Pointing records
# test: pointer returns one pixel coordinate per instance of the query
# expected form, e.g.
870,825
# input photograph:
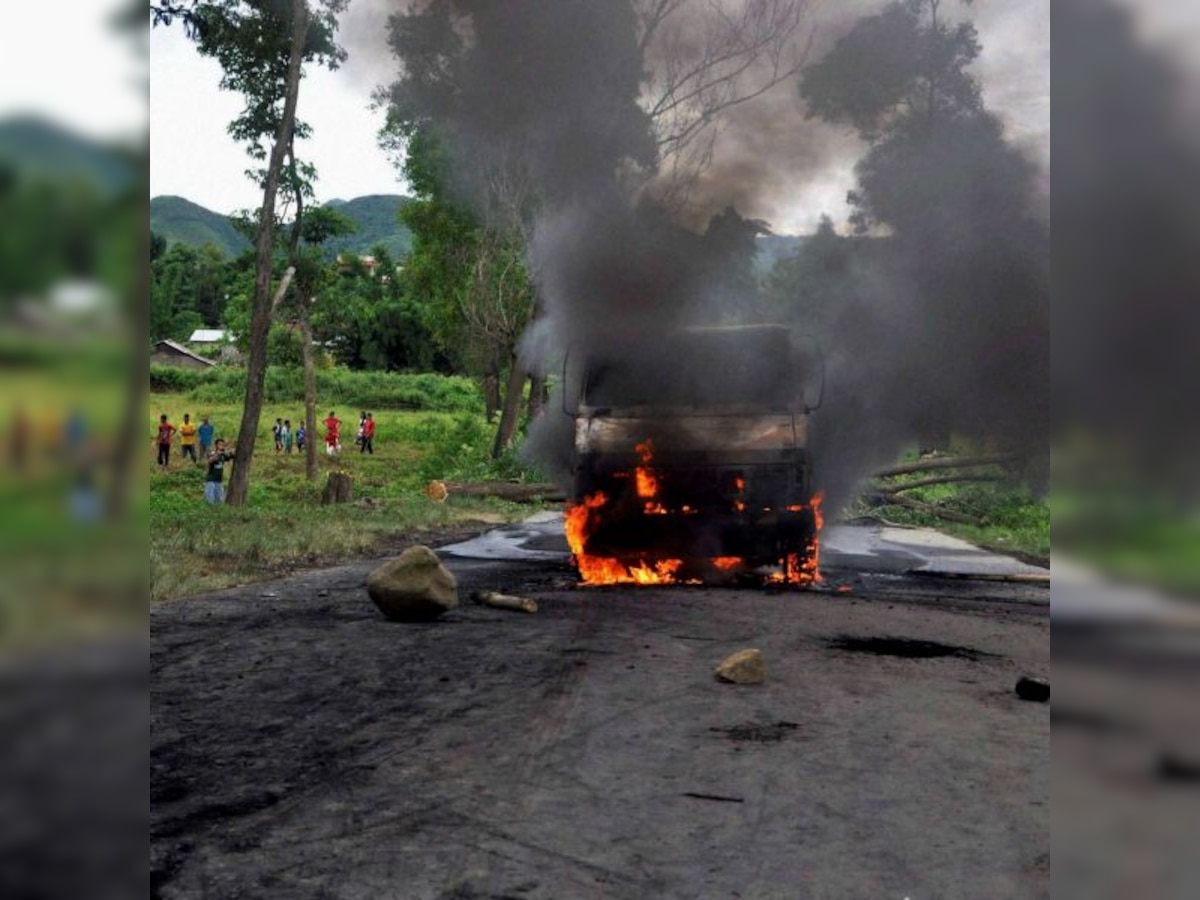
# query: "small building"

* * *

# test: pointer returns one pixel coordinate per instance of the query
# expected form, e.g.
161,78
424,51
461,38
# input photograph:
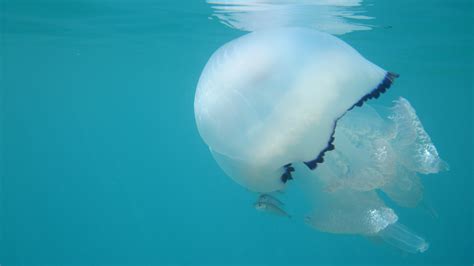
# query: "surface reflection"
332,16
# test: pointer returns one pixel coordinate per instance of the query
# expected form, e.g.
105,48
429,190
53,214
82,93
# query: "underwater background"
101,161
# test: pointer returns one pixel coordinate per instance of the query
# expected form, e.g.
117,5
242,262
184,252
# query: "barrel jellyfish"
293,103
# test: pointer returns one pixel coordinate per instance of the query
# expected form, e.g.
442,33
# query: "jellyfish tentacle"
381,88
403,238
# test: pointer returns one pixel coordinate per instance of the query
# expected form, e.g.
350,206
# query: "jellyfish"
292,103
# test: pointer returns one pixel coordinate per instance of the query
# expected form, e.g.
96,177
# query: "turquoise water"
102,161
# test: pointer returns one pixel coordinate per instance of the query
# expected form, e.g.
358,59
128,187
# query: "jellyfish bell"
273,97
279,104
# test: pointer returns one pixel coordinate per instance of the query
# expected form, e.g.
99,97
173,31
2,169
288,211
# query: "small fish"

* * *

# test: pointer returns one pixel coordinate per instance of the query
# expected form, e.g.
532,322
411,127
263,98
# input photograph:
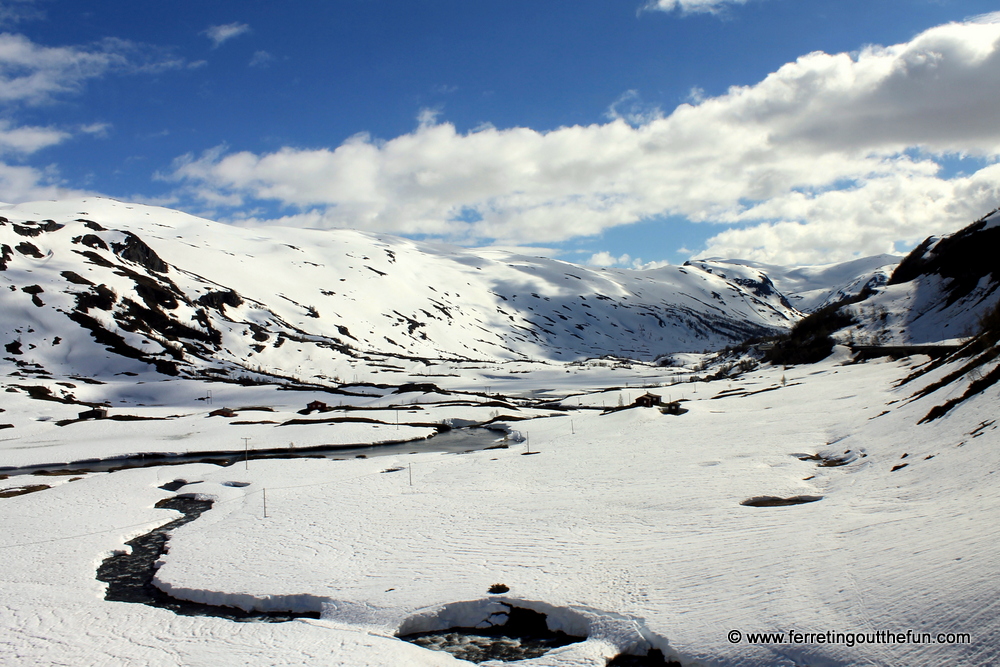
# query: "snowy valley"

Goal of the exercise ▸
Show each line in the rows above that contains the word "small".

Reply ▸
# query: "small building"
# query: "small fish"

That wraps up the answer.